» **Your instructions**
For this exercise, reproduce the entries below exactly, but only from the line containing "positive clicks: (667, 669)" through the line containing "negative clicks: (725, 260)", both included.
== Records provided
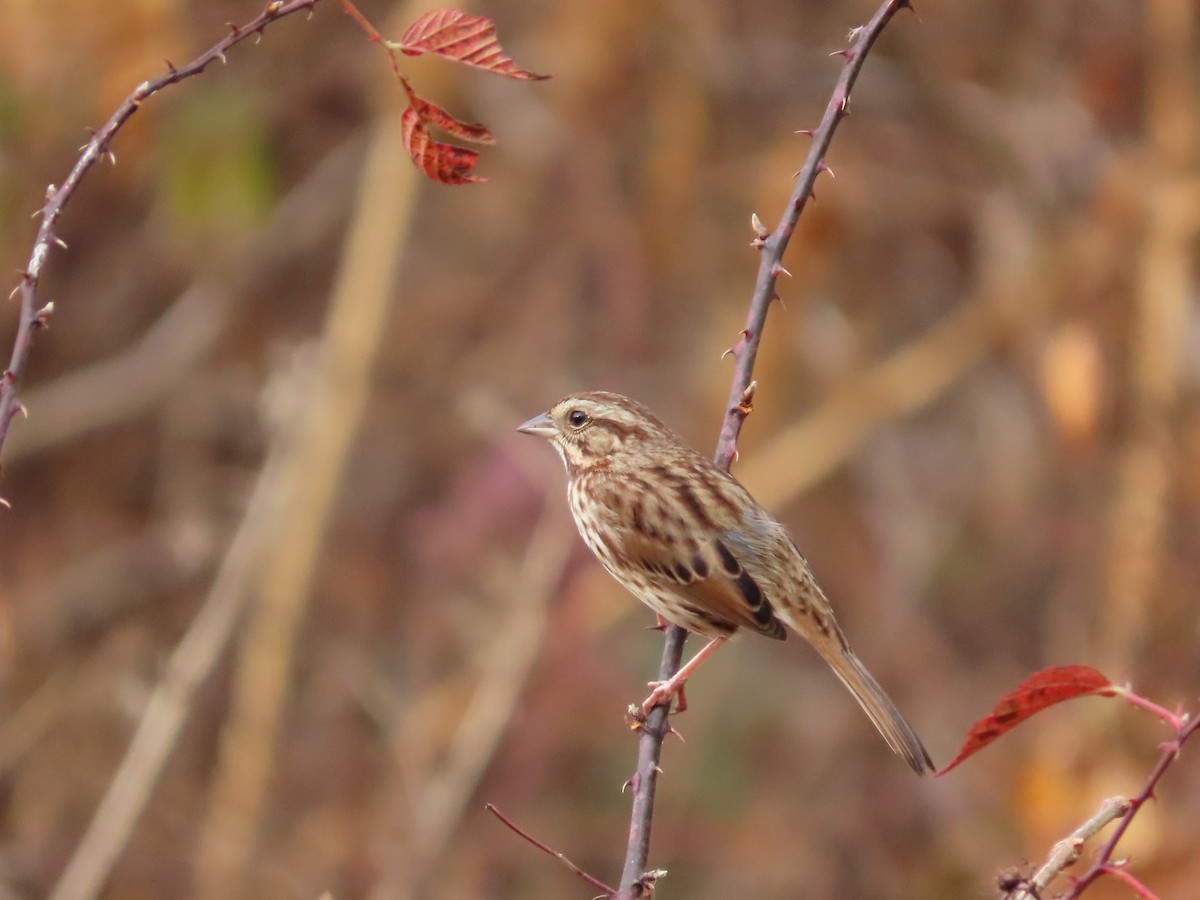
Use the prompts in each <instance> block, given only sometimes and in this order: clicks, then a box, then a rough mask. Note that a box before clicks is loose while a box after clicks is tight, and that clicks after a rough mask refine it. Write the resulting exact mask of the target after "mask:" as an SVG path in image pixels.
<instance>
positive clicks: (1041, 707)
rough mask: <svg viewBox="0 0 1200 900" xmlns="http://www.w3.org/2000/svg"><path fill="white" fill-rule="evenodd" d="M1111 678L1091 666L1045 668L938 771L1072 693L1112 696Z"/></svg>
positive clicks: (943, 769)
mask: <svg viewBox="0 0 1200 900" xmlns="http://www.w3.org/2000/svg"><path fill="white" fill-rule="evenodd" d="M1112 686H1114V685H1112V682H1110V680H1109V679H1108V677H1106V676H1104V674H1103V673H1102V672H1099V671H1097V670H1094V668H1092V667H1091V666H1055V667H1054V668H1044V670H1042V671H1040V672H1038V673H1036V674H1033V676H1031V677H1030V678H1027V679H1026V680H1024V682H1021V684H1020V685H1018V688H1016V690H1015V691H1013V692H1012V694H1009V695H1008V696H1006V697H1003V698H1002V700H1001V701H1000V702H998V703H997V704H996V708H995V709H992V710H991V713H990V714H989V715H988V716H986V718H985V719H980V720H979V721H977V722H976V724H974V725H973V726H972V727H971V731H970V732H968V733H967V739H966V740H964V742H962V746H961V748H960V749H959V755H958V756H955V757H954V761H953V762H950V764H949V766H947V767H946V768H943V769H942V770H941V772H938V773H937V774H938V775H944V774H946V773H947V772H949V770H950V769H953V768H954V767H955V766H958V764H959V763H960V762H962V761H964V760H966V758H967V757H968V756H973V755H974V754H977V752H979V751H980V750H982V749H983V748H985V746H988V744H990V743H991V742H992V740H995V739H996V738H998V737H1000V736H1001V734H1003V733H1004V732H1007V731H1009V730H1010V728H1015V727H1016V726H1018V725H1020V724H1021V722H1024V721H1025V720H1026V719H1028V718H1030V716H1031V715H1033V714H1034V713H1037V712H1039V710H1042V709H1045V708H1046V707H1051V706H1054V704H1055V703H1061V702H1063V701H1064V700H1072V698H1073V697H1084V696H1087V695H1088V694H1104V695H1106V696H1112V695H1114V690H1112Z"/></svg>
====
== Records provided
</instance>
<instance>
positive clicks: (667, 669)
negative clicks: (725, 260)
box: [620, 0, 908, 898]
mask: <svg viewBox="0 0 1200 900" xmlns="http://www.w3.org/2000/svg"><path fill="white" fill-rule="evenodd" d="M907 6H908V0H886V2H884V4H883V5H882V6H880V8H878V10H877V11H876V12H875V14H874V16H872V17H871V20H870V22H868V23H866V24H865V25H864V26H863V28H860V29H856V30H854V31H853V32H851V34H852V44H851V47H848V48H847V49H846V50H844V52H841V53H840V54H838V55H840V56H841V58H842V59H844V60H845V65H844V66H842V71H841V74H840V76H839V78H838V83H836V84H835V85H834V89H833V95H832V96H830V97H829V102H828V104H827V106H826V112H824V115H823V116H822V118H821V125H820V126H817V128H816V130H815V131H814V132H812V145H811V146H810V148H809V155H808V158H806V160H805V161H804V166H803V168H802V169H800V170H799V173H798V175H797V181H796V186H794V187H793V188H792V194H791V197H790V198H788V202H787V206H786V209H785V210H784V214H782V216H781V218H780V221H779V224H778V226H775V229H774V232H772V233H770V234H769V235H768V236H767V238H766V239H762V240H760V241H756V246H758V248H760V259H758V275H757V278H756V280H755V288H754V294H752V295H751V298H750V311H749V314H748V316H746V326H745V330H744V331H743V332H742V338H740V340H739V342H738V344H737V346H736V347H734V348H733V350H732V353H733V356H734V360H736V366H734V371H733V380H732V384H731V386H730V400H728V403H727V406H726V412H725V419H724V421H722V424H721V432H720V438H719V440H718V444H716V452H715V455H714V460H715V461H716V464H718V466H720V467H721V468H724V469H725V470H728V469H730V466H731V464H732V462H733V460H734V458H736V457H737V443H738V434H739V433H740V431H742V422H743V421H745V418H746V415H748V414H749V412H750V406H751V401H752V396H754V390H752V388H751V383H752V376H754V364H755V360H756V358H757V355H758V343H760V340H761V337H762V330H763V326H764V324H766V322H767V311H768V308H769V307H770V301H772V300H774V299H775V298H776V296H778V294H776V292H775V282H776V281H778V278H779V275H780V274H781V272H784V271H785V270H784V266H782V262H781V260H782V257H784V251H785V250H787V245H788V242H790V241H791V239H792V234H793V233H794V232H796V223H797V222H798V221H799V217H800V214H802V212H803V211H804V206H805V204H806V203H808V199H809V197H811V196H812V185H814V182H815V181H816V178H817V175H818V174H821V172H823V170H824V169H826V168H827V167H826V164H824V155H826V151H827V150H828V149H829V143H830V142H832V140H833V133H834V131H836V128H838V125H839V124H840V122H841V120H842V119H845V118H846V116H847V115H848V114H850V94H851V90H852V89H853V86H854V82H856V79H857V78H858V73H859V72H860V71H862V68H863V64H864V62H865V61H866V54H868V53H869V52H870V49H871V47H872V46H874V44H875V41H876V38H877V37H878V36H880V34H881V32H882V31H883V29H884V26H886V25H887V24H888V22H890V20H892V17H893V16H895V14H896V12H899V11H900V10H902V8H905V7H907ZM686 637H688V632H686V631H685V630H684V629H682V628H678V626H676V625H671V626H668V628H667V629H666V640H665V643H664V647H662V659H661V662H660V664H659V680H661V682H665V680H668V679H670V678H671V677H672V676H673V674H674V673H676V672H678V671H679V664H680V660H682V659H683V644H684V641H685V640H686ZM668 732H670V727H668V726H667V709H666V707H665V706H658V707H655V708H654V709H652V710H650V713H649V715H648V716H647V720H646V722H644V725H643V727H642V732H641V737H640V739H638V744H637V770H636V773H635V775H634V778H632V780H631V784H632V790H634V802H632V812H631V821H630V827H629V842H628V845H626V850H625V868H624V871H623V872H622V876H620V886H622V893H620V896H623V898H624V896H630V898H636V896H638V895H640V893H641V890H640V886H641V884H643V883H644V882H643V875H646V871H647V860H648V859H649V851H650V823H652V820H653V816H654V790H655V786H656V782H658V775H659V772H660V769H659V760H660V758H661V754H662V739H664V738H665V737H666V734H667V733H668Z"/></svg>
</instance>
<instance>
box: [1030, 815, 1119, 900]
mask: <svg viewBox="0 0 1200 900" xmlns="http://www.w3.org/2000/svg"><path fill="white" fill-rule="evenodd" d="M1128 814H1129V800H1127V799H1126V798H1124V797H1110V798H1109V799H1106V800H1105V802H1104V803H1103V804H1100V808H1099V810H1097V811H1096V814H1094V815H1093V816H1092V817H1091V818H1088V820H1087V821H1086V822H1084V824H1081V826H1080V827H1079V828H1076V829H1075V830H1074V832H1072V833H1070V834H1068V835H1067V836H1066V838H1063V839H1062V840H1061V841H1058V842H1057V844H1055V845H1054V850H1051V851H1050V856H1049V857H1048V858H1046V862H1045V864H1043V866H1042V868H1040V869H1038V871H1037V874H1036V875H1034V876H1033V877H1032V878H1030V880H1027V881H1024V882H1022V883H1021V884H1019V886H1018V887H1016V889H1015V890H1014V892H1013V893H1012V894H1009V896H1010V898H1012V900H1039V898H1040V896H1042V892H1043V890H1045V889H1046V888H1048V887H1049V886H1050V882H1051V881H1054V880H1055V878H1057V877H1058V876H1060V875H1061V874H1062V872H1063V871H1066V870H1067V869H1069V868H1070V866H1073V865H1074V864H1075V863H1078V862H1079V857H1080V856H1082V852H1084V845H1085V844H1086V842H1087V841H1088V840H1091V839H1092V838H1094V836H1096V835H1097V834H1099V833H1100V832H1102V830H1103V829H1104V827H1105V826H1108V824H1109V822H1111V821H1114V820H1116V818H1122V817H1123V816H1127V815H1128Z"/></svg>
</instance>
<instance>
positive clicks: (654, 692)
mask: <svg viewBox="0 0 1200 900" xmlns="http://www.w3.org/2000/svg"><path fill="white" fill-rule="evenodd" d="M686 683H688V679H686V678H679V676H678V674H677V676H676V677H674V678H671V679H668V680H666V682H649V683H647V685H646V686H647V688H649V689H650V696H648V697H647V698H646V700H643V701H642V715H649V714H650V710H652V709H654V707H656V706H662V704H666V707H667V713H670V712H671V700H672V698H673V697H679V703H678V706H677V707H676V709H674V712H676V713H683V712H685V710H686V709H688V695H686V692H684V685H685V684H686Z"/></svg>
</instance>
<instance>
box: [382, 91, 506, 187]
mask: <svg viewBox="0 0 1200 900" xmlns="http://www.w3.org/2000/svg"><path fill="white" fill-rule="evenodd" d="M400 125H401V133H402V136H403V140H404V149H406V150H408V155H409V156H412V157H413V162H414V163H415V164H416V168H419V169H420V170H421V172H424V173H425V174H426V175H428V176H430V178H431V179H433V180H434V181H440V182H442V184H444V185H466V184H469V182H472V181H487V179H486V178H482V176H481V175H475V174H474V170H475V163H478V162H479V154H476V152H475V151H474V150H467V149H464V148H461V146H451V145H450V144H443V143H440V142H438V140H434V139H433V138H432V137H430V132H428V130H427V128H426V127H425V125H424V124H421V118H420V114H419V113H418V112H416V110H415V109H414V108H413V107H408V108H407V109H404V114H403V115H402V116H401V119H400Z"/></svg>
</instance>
====
» **Response to the task**
positive clicks: (667, 669)
negative clicks: (725, 260)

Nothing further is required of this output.